*Source passage*
A special needs trust in Naperville could allow you to provide for the future of a loved with without curtailing their eligibility for support programs. If structured and managed correctly, a special needs trust could enable a disabled individual to enjoy a comfortable quality of life while continuing to receive Social Security and other benefits.
Both federal and state laws could affect the operation of a special needs trust.
To ensure that a special needs trust functions as intended, it is wise to consult a trusts and estates lawyer for assistance in establishing a trust.
In addition to basic requirements regarding the establishment and operation of a trust, special needs trusts in Naperville must comply with specific state and federal laws so they do not interfere with eligibility for medical assistance and other programs such as Supplemental Security Income (SSI). For instance, 42 U.S.C. §1396p(d)(4) allows individuals to move assets to a special purpose trust without disqualifying them from Medicaid eligibility. However, to legally establish this type of trust, an individual must meet the statutory definition of disability, funds must be used for that person, and the state must receive funds to offset Medicaid payments after the death of the disabled individual.
Similarly, 405 Ill. Comp. Stat. §5/5-105 specifies that if someone who receives Medicaid is the beneficiary of a discretionary trust under the state Trust and Trustees Act because of a “disability that substantially impairs the individual’s ability to provide for his or her own care or custody and constitutes a substantial handicap” the trust should not be considered part of that person’s estate. Requirements regarding special needs trusts are also contained in the Illinois Administrative Code.

*Your tasks*
a. Using the special needs trust passage, say whether each statement agrees with it. Answer yes or no and quote the exact words that decide it.
(i) Federal law lets an individual move assets to a special purpose trust without losing Medicaid eligibility.
(ii) For this kind of trust, the state must receive funds to offset Medicaid payments before the disabled individual dies.
(iii) The Illinois Administrative Code contains requirements for special needs trusts.
b. List every law, statute, act, or code that the special needs trust passage names specifically.
c. Answer each question from the special needs trust passage.
(i) Who does it say is wise to consult when setting up a trust?
(ii) Which program does it name along with its abbreviation in parentheses?
(iii) Under 405 Ill. Comp. Stat. §5/5-105, the trust should not be considered part of what?

*Entries supplied*
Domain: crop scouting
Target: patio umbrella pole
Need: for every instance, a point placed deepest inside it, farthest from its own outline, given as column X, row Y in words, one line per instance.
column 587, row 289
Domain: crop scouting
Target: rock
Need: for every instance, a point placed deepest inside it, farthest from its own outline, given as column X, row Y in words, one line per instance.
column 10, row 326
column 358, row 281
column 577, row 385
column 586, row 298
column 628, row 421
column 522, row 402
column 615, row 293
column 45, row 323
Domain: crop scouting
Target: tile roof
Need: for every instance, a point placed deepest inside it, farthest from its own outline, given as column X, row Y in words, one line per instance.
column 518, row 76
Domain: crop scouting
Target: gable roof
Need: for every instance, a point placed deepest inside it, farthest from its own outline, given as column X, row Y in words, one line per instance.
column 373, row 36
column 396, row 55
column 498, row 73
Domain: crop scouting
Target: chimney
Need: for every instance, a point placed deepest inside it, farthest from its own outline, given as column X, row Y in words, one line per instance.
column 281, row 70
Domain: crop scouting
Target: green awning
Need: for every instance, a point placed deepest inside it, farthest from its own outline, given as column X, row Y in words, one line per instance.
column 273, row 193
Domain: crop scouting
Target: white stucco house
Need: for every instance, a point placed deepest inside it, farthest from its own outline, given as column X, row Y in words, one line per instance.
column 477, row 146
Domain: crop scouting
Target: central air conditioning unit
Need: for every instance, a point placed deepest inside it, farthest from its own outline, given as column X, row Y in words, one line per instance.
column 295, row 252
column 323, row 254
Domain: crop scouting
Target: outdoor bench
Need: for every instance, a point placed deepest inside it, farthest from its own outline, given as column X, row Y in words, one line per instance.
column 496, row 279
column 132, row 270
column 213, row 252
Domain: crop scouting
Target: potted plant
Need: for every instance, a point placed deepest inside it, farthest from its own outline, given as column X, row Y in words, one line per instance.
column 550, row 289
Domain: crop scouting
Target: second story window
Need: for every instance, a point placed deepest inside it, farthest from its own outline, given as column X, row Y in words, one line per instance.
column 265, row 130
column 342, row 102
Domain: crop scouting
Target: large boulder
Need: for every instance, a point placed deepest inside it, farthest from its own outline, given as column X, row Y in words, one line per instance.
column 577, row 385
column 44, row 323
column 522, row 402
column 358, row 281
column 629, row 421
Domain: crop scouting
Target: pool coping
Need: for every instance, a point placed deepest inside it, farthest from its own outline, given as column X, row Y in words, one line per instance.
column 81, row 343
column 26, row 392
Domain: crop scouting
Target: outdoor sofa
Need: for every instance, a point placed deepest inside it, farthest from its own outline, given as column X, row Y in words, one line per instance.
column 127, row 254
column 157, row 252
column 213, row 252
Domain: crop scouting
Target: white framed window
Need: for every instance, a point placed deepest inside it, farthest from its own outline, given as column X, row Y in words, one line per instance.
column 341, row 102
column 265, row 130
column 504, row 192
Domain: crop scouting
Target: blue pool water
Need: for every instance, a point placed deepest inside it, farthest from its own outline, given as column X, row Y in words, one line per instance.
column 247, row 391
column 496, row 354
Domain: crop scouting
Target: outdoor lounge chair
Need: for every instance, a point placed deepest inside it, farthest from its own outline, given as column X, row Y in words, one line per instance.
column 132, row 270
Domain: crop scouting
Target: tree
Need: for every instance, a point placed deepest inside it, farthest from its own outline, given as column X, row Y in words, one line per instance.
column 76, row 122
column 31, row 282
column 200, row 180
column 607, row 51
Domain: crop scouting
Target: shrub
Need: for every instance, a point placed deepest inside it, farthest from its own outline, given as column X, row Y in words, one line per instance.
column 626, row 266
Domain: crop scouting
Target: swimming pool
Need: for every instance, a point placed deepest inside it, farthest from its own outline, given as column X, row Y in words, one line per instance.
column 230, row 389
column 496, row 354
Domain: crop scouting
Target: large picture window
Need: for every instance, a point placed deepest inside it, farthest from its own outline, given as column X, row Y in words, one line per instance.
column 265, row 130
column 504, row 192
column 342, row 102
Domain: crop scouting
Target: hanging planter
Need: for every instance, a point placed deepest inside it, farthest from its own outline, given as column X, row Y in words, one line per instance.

*Expected responses*
a.
(i) Yes: "42 U.S.C. §1396p(d)(4) allows individuals to move assets to a special purpose trust without disqualifying them from Medicaid eligibility"
(ii) No: "the state must receive funds to offset Medicaid payments after the death of the disabled individual"
(iii) Yes: "Requirements regarding special needs trusts are also contained in the Illinois Administrative Code"

b.
- 42 U.S.C. §1396p(d)(4)
- 405 Ill. Comp. Stat. §5/5-105
- the state Trust and Trustees Act
- the Illinois Administrative Code

c.
(i) A trusts and estates lawyer
(ii) Supplemental Security Income (SSI)
(iii) That person's estate